:: Extracted information

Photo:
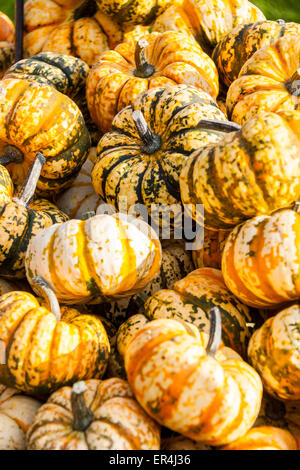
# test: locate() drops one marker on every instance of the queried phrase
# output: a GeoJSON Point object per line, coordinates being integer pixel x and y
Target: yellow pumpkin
{"type": "Point", "coordinates": [93, 415]}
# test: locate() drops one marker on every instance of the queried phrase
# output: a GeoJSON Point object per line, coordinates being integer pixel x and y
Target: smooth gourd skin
{"type": "Point", "coordinates": [113, 84]}
{"type": "Point", "coordinates": [119, 423]}
{"type": "Point", "coordinates": [207, 21]}
{"type": "Point", "coordinates": [264, 438]}
{"type": "Point", "coordinates": [43, 354]}
{"type": "Point", "coordinates": [51, 26]}
{"type": "Point", "coordinates": [192, 297]}
{"type": "Point", "coordinates": [37, 118]}
{"type": "Point", "coordinates": [250, 172]}
{"type": "Point", "coordinates": [261, 260]}
{"type": "Point", "coordinates": [96, 260]}
{"type": "Point", "coordinates": [263, 83]}
{"type": "Point", "coordinates": [125, 174]}
{"type": "Point", "coordinates": [81, 198]}
{"type": "Point", "coordinates": [16, 415]}
{"type": "Point", "coordinates": [209, 400]}
{"type": "Point", "coordinates": [233, 51]}
{"type": "Point", "coordinates": [273, 351]}
{"type": "Point", "coordinates": [66, 73]}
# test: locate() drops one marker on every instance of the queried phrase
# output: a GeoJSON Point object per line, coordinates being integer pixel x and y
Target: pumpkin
{"type": "Point", "coordinates": [284, 415]}
{"type": "Point", "coordinates": [37, 118]}
{"type": "Point", "coordinates": [251, 171]}
{"type": "Point", "coordinates": [135, 66]}
{"type": "Point", "coordinates": [176, 263]}
{"type": "Point", "coordinates": [140, 160]}
{"type": "Point", "coordinates": [80, 198]}
{"type": "Point", "coordinates": [47, 348]}
{"type": "Point", "coordinates": [188, 388]}
{"type": "Point", "coordinates": [234, 49]}
{"type": "Point", "coordinates": [268, 81]}
{"type": "Point", "coordinates": [264, 438]}
{"type": "Point", "coordinates": [16, 414]}
{"type": "Point", "coordinates": [95, 260]}
{"type": "Point", "coordinates": [209, 248]}
{"type": "Point", "coordinates": [74, 28]}
{"type": "Point", "coordinates": [261, 262]}
{"type": "Point", "coordinates": [273, 352]}
{"type": "Point", "coordinates": [135, 11]}
{"type": "Point", "coordinates": [207, 21]}
{"type": "Point", "coordinates": [21, 219]}
{"type": "Point", "coordinates": [191, 299]}
{"type": "Point", "coordinates": [93, 415]}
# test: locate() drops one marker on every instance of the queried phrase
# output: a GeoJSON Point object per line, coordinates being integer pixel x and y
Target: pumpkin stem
{"type": "Point", "coordinates": [48, 294]}
{"type": "Point", "coordinates": [293, 84]}
{"type": "Point", "coordinates": [19, 15]}
{"type": "Point", "coordinates": [143, 68]}
{"type": "Point", "coordinates": [28, 187]}
{"type": "Point", "coordinates": [222, 126]}
{"type": "Point", "coordinates": [150, 142]}
{"type": "Point", "coordinates": [11, 154]}
{"type": "Point", "coordinates": [86, 9]}
{"type": "Point", "coordinates": [215, 331]}
{"type": "Point", "coordinates": [83, 416]}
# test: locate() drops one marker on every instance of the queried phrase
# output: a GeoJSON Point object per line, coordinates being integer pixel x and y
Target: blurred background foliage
{"type": "Point", "coordinates": [288, 10]}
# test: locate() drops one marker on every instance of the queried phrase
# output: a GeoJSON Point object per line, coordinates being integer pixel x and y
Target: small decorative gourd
{"type": "Point", "coordinates": [21, 218]}
{"type": "Point", "coordinates": [16, 415]}
{"type": "Point", "coordinates": [47, 348]}
{"type": "Point", "coordinates": [273, 351]}
{"type": "Point", "coordinates": [158, 59]}
{"type": "Point", "coordinates": [95, 260]}
{"type": "Point", "coordinates": [93, 415]}
{"type": "Point", "coordinates": [260, 261]}
{"type": "Point", "coordinates": [268, 82]}
{"type": "Point", "coordinates": [190, 389]}
{"type": "Point", "coordinates": [35, 117]}
{"type": "Point", "coordinates": [252, 171]}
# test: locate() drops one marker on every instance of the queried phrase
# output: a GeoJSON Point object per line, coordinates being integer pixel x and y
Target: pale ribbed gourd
{"type": "Point", "coordinates": [93, 415]}
{"type": "Point", "coordinates": [194, 391]}
{"type": "Point", "coordinates": [35, 117]}
{"type": "Point", "coordinates": [261, 260]}
{"type": "Point", "coordinates": [95, 260]}
{"type": "Point", "coordinates": [253, 171]}
{"type": "Point", "coordinates": [47, 348]}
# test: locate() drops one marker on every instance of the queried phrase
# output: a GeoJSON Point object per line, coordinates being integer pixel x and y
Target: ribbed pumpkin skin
{"type": "Point", "coordinates": [192, 297]}
{"type": "Point", "coordinates": [273, 351]}
{"type": "Point", "coordinates": [96, 260]}
{"type": "Point", "coordinates": [135, 11]}
{"type": "Point", "coordinates": [180, 386]}
{"type": "Point", "coordinates": [209, 255]}
{"type": "Point", "coordinates": [16, 415]}
{"type": "Point", "coordinates": [284, 415]}
{"type": "Point", "coordinates": [53, 27]}
{"type": "Point", "coordinates": [261, 260]}
{"type": "Point", "coordinates": [124, 170]}
{"type": "Point", "coordinates": [113, 84]}
{"type": "Point", "coordinates": [208, 21]}
{"type": "Point", "coordinates": [250, 172]}
{"type": "Point", "coordinates": [119, 423]}
{"type": "Point", "coordinates": [233, 51]}
{"type": "Point", "coordinates": [176, 263]}
{"type": "Point", "coordinates": [37, 118]}
{"type": "Point", "coordinates": [43, 354]}
{"type": "Point", "coordinates": [264, 438]}
{"type": "Point", "coordinates": [263, 83]}
{"type": "Point", "coordinates": [81, 198]}
{"type": "Point", "coordinates": [67, 74]}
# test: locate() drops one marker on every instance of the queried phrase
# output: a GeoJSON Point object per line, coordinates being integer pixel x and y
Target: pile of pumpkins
{"type": "Point", "coordinates": [112, 335]}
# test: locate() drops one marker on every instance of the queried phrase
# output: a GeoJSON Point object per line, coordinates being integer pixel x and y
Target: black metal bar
{"type": "Point", "coordinates": [19, 22]}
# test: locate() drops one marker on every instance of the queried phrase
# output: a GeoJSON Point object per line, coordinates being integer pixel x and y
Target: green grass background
{"type": "Point", "coordinates": [288, 10]}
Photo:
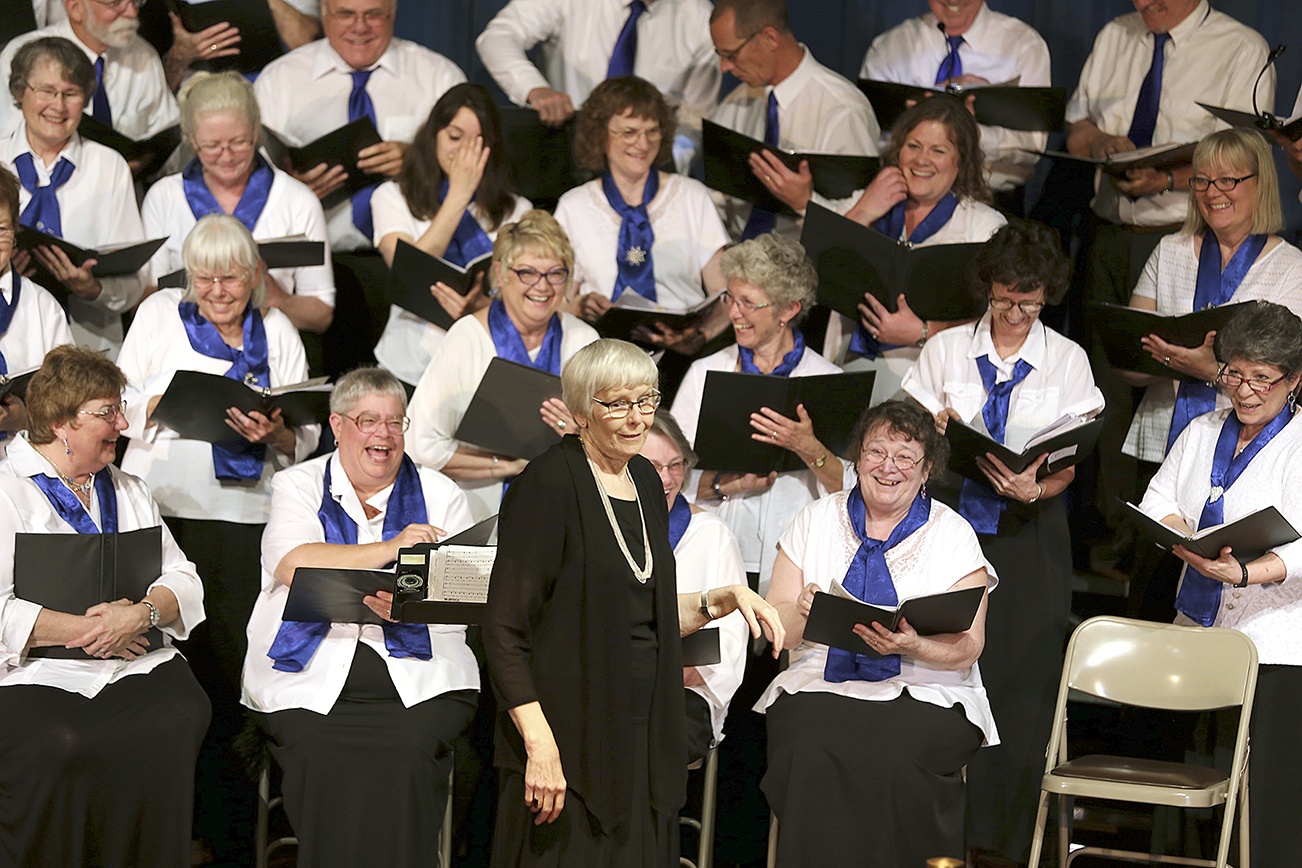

::::

Stated problem:
Please show each line of the items above that contains the string "Target".

Solution to the exercise:
Target: yellow pumpkin
Target: smooth gourd skin
Target: pumpkin
Target: pumpkin stem
Target: blurred background foliage
Target: small decorative gourd
Target: pale ribbed gourd
Target: ribbed pumpkin skin
Target: pile of pumpkins
Target: black metal bar
Target: green grass background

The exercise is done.